EXERCISE BRIEF: Would you copy all lines in the data that contain the word "church"?

/---

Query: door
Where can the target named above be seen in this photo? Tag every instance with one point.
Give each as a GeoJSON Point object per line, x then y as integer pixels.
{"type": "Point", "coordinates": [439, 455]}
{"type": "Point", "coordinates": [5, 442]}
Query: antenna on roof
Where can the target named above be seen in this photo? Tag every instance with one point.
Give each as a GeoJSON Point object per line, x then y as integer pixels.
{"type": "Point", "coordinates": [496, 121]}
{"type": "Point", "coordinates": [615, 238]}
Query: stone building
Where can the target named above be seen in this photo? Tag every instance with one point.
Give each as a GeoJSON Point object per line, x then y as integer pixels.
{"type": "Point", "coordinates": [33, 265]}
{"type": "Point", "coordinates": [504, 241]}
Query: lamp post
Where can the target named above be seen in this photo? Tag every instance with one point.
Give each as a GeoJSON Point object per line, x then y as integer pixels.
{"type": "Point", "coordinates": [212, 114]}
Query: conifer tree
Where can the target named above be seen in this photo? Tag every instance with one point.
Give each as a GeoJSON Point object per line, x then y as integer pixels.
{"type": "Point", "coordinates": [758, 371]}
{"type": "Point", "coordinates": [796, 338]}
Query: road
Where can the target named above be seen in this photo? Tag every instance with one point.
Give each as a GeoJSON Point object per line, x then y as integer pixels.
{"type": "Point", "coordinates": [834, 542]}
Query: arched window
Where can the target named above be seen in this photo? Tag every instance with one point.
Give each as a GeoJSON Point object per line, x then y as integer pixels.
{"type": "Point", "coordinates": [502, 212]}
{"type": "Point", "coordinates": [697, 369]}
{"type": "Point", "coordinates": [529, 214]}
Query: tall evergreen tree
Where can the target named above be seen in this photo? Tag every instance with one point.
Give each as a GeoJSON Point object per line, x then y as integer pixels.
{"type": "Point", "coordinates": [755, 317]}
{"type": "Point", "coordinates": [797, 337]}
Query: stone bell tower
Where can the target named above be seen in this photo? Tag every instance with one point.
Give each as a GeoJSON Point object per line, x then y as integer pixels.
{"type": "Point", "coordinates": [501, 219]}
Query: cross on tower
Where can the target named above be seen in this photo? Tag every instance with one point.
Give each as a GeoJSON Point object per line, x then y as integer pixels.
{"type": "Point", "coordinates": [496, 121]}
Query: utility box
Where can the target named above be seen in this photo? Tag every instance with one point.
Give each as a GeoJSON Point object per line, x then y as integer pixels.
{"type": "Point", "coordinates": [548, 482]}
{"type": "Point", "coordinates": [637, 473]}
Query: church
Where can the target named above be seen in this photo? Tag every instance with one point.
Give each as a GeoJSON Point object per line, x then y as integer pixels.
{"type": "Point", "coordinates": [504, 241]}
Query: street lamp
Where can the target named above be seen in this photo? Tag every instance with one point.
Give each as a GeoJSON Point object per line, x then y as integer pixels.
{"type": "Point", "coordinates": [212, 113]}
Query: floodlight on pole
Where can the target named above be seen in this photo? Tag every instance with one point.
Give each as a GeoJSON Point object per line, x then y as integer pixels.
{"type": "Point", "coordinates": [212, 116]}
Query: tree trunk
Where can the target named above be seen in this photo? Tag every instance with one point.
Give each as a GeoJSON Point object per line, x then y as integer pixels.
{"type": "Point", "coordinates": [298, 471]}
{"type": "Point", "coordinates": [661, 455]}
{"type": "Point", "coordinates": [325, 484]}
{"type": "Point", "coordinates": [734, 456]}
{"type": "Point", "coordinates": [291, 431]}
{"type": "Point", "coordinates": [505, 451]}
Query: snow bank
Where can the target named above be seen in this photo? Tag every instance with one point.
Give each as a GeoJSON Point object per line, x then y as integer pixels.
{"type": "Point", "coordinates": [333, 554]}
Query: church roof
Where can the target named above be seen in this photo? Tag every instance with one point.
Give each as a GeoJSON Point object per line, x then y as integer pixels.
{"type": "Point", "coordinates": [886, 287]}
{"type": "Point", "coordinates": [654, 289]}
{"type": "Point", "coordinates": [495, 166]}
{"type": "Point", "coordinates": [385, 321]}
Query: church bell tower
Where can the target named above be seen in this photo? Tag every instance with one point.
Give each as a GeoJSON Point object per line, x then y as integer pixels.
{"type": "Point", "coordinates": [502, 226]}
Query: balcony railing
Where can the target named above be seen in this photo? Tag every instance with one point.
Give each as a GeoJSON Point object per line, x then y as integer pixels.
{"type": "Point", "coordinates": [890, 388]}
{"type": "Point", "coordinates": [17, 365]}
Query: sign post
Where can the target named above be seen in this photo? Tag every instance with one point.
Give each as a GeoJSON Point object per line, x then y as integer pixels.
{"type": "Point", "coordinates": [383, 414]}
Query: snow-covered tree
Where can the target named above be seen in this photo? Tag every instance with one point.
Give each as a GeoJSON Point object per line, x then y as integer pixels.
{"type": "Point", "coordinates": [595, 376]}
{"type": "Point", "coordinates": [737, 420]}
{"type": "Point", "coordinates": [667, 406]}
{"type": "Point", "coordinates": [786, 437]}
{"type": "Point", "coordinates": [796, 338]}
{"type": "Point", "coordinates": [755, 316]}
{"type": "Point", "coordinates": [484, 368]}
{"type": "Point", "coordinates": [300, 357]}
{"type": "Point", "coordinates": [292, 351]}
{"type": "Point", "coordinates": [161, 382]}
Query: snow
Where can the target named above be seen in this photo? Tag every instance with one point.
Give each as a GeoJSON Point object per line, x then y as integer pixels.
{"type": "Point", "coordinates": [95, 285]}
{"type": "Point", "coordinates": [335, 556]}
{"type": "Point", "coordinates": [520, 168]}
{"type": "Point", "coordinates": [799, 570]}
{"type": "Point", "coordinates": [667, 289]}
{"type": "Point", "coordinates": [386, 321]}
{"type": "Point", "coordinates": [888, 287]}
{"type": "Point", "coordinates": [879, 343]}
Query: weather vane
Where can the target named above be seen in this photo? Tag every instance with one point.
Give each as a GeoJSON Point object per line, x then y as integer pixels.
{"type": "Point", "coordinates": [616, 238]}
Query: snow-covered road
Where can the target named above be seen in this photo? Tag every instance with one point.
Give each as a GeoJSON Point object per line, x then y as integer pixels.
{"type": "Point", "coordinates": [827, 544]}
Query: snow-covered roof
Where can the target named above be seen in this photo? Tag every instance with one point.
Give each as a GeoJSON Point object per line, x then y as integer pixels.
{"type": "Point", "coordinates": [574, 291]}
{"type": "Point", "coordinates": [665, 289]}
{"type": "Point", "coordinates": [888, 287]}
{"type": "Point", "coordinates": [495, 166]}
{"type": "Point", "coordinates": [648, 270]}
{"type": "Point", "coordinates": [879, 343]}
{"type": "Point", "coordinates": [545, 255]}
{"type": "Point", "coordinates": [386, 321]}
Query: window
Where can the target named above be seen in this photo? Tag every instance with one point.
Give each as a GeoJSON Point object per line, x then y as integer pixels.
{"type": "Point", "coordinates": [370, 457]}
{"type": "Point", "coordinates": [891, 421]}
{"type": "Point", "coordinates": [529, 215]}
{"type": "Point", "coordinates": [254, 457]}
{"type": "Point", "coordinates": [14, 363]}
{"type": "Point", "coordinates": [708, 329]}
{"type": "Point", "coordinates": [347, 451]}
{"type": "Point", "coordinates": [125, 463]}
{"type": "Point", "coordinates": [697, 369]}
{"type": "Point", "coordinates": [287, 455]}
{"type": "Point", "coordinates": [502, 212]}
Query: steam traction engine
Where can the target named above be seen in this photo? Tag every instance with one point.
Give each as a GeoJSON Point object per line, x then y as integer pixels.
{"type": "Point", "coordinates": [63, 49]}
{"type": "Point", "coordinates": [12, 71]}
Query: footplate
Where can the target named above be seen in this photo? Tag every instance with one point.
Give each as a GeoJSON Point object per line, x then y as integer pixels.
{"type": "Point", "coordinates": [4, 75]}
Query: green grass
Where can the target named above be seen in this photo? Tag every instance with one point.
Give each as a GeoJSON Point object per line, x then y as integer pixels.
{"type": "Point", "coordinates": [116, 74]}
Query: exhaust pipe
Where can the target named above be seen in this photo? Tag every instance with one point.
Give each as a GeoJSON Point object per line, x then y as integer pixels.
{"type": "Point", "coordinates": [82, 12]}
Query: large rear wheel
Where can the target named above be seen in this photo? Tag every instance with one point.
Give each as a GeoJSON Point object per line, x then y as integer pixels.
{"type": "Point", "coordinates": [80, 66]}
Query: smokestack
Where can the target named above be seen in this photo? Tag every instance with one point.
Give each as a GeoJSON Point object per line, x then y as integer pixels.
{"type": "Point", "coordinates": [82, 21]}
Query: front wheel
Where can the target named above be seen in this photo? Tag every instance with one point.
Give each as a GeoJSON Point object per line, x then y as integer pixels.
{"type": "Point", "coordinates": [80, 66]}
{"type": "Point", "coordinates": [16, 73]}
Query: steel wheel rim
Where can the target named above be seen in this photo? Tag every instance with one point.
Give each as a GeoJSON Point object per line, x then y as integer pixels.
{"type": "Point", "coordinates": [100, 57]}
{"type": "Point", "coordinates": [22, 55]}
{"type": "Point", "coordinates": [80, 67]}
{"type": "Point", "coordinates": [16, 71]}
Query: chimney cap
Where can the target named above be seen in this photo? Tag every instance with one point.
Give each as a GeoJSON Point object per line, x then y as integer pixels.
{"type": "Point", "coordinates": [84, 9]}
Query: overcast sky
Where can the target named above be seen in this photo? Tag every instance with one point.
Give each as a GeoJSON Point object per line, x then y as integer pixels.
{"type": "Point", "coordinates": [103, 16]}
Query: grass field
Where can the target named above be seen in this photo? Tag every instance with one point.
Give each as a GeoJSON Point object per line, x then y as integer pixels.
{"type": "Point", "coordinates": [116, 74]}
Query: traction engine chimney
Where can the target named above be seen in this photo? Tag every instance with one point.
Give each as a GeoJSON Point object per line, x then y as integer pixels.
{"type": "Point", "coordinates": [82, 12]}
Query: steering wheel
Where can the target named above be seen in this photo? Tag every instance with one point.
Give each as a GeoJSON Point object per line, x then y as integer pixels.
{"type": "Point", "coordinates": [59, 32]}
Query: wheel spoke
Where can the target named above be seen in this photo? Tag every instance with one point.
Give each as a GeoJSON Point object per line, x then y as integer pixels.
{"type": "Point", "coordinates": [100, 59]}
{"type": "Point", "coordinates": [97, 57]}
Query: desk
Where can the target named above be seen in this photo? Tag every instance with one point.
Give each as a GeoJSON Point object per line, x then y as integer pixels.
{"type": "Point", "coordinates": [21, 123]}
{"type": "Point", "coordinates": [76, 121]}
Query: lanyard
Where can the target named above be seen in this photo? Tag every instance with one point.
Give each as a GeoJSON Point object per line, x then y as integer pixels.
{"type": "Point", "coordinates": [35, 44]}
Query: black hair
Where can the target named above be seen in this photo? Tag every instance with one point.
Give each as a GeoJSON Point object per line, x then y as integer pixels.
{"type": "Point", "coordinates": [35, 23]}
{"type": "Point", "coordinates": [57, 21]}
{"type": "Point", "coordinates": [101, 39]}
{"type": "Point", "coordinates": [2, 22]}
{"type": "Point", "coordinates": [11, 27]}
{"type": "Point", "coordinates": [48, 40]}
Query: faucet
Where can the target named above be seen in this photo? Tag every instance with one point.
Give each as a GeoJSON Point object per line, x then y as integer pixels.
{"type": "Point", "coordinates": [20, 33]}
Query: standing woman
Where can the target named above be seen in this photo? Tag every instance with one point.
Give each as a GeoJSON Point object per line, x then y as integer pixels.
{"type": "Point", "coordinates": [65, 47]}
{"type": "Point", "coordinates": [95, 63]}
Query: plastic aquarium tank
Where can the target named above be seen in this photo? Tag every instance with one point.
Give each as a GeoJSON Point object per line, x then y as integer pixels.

\---

ANSWER TO THIS PROBLEM:
Query: church
Query: church roof
Query: church bell tower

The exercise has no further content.